• DOCUMENT EXCERPT
- - -

I use ssh and vim so it works for me, but agreed it doesn't work for everyone.
From looking over your Vagrantfile it looks like the project files are mounted from the host into the VM so ssh would only be required for tunneling to the db connection? (Although that can also be avoided by exposing a port or using bridged networking).

The biggest issue I've found with this kind of setup is that file change events from the host don't cascade to the virtual machine using VirtualBox's shared folders. NFS handles this better (still seconds delay based on cache values) but that is then a problem for Windows users.

It's been a few years since I switched to using Linux natively so my knowledge on Docker for Desktop Mac mount strategies may be out of date, but at one point docker introduced options such as :cached and :delegated which can have a considerable improvement to container file access speeds. Additionally, I've heard of people using mutagen and nfs for significant improvements, but I've never tried that setup. Here's a long discussion about it: https://github.com/docker/for-mac/issues/1592#issuecomment-6...

I've tried it all and the only real solution is a Linux VM without shared folders, which I'm fine with. The project I booted is used by other colleagues so I tried to make it "generic" and then yes, vagrant copies the file.

As you said (and others in comments) bidirectional syncing with docker-rsync, or using NFS, is one way to have files synchronising but it always ends up being a pain.

I did use cached and delegated but it's nowhere near close to the ideal solution: removing macOS of the equation. At least until Docker find a real fix for those performance issues, if anytime.

- - -

• RECORD LIST
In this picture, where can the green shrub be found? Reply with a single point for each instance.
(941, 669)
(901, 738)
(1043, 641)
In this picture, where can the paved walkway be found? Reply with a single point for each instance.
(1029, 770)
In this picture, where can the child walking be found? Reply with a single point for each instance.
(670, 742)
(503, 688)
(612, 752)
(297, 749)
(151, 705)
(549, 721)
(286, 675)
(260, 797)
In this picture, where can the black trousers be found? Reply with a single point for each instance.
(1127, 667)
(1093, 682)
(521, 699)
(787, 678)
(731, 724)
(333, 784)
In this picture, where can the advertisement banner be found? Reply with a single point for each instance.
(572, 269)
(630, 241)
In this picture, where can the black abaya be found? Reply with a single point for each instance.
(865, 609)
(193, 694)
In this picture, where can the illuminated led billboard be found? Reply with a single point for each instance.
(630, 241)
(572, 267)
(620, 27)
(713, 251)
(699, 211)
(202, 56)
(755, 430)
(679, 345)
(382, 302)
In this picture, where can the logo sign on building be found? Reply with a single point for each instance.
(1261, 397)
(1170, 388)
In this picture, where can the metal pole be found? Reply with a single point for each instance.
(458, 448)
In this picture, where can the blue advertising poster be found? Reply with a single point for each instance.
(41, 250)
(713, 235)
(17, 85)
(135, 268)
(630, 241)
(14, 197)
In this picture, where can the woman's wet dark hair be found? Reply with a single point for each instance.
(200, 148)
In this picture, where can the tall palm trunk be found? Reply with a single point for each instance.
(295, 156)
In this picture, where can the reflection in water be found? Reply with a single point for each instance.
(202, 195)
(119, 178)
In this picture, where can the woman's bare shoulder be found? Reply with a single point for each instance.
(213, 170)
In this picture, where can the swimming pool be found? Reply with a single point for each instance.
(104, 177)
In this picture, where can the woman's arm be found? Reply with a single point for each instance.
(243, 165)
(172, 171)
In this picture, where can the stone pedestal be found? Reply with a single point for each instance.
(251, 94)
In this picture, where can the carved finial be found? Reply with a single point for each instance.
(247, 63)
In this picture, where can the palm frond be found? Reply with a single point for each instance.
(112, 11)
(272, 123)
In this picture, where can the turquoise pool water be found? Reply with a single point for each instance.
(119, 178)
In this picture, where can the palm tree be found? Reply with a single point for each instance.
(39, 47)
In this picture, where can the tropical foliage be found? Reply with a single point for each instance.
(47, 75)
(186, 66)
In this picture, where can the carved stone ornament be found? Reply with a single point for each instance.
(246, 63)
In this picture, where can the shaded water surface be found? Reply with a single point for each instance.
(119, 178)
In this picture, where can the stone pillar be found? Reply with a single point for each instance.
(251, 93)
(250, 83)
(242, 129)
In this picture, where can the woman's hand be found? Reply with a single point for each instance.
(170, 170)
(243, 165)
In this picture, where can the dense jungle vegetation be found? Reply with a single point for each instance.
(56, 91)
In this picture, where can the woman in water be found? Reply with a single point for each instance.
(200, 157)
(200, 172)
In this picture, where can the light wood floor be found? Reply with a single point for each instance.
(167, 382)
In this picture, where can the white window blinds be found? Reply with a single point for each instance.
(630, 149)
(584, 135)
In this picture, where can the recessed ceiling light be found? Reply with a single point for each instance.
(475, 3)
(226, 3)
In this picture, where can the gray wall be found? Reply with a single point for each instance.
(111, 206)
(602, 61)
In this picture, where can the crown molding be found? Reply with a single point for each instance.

- - -

• TASKS FOR THIS EXERCISE
1 - In the Docker file-sync discussion, what does the writer who has "tried it all" call the only real solution?
2 - Reproduce word for word the part of the Docker file-sync discussion that begins with the words containing "I use ssh and" and ends with "for Windows users.".
3 - Name every operating system mentioned in the Docker file-sync discussion.

• IN RESPONSE
1 - A Linux VM without shared folders.

2 -
I use ssh and vim so it works for me, but agreed it doesn't work for everyone.
From looking over your Vagrantfile it looks like the project files are mounted from the host into the VM so ssh would only be required for tunneling to the db connection? (Although that can also be avoided by exposing a port or using bridged networking).

The biggest issue I've found with this kind of setup is that file change events from the host don't cascade to the virtual machine using VirtualBox's shared folders. NFS handles this better (still seconds delay based on cache values) but that is then a problem for Windows users.

3 - Windows, Linux, macOS (also called Mac)